[Records taken from a collection]
>> start

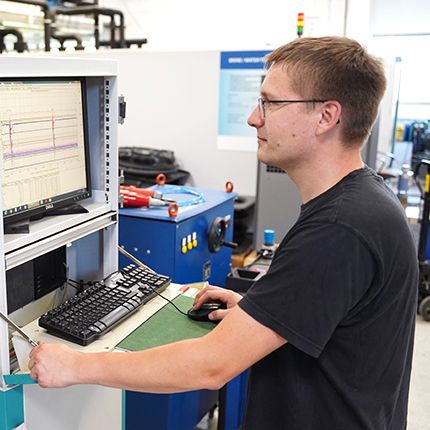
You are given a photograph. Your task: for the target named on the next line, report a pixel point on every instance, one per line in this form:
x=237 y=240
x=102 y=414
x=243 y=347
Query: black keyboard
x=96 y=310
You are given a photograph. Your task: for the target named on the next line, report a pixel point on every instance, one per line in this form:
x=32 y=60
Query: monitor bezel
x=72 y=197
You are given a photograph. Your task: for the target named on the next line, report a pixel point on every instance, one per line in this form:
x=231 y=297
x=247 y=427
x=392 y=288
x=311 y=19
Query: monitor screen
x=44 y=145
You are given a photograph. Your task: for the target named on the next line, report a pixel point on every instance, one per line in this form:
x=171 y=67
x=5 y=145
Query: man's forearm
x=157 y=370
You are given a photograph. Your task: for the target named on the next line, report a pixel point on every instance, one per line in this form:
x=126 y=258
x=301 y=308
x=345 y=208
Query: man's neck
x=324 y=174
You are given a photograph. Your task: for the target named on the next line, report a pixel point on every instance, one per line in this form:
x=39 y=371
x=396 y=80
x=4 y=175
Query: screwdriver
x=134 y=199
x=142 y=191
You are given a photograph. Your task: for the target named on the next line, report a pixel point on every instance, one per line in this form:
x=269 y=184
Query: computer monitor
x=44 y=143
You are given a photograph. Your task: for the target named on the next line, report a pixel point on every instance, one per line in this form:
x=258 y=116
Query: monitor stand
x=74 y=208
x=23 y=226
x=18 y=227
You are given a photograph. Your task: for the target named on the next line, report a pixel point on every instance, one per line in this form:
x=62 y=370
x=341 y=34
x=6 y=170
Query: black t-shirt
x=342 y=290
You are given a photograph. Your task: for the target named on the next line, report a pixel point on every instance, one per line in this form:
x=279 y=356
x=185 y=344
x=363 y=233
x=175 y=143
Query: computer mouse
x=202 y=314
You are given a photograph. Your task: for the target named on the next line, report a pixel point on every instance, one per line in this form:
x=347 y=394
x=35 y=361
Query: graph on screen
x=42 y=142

>> end
>> start

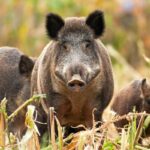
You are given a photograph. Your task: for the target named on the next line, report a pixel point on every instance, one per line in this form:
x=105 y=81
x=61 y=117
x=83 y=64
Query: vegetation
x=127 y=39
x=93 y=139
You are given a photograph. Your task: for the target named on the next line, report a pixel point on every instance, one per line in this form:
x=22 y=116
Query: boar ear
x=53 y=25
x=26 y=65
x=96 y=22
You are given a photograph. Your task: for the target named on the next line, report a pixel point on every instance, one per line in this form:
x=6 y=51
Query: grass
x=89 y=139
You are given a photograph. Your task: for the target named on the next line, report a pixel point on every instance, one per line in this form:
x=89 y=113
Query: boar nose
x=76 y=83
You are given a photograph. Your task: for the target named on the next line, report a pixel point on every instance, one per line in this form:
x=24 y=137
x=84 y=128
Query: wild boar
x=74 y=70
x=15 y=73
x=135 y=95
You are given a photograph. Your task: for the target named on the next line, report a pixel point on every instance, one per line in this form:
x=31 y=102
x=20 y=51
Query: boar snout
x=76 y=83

>> end

• _Required task_
Locate every line of the material above that contains the word "computer", and copy each of those lines in full.

• _Solved exercise_
Query: computer monitor
Query: computer mouse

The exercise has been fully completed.